--- START ---

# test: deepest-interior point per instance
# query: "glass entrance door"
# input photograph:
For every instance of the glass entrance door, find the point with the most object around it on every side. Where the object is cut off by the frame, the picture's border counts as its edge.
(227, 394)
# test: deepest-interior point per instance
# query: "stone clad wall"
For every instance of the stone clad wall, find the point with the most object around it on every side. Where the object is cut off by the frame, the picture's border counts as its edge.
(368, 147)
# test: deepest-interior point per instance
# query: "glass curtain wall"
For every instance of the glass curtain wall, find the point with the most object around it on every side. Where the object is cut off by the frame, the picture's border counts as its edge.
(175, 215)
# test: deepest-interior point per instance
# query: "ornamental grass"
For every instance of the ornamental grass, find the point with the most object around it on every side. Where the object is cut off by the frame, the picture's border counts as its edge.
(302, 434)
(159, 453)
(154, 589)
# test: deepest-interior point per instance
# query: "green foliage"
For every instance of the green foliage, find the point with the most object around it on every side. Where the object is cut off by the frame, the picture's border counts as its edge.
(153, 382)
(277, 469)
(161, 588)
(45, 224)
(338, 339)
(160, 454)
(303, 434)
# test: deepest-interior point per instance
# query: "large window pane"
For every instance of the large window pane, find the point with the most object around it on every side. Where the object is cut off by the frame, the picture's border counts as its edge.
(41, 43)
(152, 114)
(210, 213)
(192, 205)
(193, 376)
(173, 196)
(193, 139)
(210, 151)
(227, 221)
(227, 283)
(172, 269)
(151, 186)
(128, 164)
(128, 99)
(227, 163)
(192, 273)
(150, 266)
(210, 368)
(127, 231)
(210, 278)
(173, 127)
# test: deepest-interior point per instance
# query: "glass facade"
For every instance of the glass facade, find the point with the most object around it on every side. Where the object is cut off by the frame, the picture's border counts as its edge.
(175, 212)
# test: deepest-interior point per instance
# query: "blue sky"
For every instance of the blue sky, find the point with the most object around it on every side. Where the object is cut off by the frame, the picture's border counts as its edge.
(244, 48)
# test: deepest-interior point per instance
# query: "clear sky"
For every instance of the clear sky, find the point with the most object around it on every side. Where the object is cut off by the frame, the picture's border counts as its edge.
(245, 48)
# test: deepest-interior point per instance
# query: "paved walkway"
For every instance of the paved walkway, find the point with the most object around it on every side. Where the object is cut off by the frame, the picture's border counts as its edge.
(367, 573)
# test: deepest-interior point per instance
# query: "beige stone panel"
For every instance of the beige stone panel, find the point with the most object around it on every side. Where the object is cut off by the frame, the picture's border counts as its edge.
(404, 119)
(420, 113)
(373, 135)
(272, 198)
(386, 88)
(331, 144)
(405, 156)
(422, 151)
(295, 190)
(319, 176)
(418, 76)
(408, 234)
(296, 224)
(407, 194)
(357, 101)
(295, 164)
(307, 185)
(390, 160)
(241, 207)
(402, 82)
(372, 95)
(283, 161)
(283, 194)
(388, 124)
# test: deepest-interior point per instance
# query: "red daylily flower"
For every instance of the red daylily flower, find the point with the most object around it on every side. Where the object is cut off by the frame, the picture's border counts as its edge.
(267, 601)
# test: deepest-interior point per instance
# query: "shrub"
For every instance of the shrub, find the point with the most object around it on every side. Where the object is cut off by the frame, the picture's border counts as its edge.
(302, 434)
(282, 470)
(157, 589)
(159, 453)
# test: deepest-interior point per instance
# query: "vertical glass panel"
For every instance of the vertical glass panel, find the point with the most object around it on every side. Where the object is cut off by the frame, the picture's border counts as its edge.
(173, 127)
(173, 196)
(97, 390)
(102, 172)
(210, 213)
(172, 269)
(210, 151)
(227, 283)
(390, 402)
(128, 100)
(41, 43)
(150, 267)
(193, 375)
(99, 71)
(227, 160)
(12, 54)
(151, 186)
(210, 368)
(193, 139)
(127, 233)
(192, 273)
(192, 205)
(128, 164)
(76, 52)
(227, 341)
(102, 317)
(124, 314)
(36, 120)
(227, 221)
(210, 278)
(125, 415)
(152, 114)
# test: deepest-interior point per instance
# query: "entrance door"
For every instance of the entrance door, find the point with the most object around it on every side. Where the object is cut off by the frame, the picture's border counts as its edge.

--- END ---

**GOAL OF THE EXERCISE**: Copy out the whole listing above, leaving each line exactly as it stands.

**YOUR RESPONSE**:
# test: deepest-interior point per instance
# query: "glass entrance door"
# input photograph:
For every instance of the glass entrance door, find the point with the most object around it on every side. Where the object is cut off by the frame, the picture's border counts as its edge.
(227, 394)
# test: deepest-interior point per instance
# query: "stone clad wall"
For every instance of the stone clad wall, find the point with the most object around it on every side. Where the object is cut off by the frame, the picture's border counts as its edge.
(368, 147)
# test: deepest-interior point per instance
# query: "glass curtain wall"
For every instance of the glass curtain wall, find the point with the most object around it on every side. Where the object is cut off by the frame, the picture's border counts as its edge.
(175, 215)
# test: deepest-interior point per instance
# query: "ornamental grass"
For every instance of the ornamental grass, find the point with the most object around it on every side. Where the object is cut off by the frame, the picture's border counts as its edge.
(302, 434)
(159, 453)
(154, 589)
# test: deepest-interior point per instance
# query: "green foliage"
For every instance of the green foliage, find the point with the most object around it on every side. Where the object is cut off by the frame, the picture's border counts as its edge.
(153, 382)
(277, 469)
(161, 588)
(45, 224)
(338, 339)
(160, 454)
(303, 434)
# test: deepest-interior point per instance
# query: "large window pane"
For every instance of the large window pane, find the point with the most object around it on every side. Where the object is cut off by the frame, the picture's border counts as its edge.
(41, 43)
(152, 114)
(210, 213)
(192, 205)
(193, 376)
(173, 196)
(193, 139)
(210, 151)
(227, 221)
(227, 283)
(172, 269)
(151, 186)
(128, 164)
(128, 99)
(227, 163)
(192, 273)
(150, 266)
(210, 368)
(127, 231)
(210, 278)
(173, 127)
# test: deepest-interior point per instance
# query: "glass facade"
For every instance of the glass facade, find the point with the most object around it on every side. Where the object is cut off by the frame, the picture's border counts as its edge.
(175, 212)
# test: deepest-interior point per instance
# query: "blue sky"
For every instance of the blue sky, find the point with the most object around it on every side. Where the object is cut off by the frame, the picture's border counts as its edge.
(244, 48)
# test: deepest-interior point per instance
# query: "clear sky"
For every instance of the clear sky, find the point with the most object around it on every side. Where the object is cut off by the frame, the picture's border counts as its edge.
(245, 48)
# test: deepest-interior point per instance
# query: "paved walkway"
For every instance of the paved walkway, find the point with the most object around it on every side. Where the object is cut off by the frame, the picture's border counts as its edge.
(367, 573)
# test: deepest-interior point per instance
# query: "beige stone panel"
For every instance of the beige stone panel, find the point with the most object around it on every side. Where the object is cut off by the frame, the picture's border counts as its edge.
(404, 119)
(420, 113)
(373, 135)
(272, 198)
(386, 88)
(331, 144)
(405, 156)
(422, 151)
(295, 190)
(319, 176)
(418, 76)
(408, 234)
(296, 224)
(407, 194)
(357, 101)
(295, 164)
(307, 185)
(390, 160)
(241, 207)
(402, 82)
(372, 95)
(283, 161)
(283, 194)
(388, 124)
# test: deepest-interior point per instance
# query: "red daylily flower"
For every instance of the red daylily flower, find the point with the most object around it on every side. Where the object is cut off by the frame, the picture's border counts as its edge.
(267, 601)
# test: deepest-interior point per instance
# query: "shrub"
For every instance of the shrub, find the point with the most object around it on every side. Where the object is cut off by the frame, the picture's border counts as its edge.
(302, 434)
(282, 470)
(157, 589)
(159, 453)
# test: deepest-interior point per instance
# query: "vertical glass panel"
For every instance of the vertical glass panel, find the point with the most object around it on every side. Where the object is cut off by the frame, the picture's border counts as its edge.
(173, 127)
(173, 196)
(97, 390)
(102, 172)
(210, 213)
(172, 269)
(210, 151)
(227, 283)
(390, 402)
(128, 100)
(41, 43)
(150, 267)
(193, 375)
(99, 71)
(227, 160)
(12, 54)
(151, 186)
(210, 368)
(193, 139)
(127, 233)
(192, 273)
(192, 205)
(128, 164)
(76, 52)
(227, 341)
(102, 317)
(124, 314)
(36, 120)
(227, 221)
(210, 278)
(125, 415)
(152, 114)
# test: deepest-interior point per instance
# query: "entrance door"
For every instance of the entrance door, find the point with the most object around it on every side. Where the object is cut off by the frame, the picture's border counts as its edge.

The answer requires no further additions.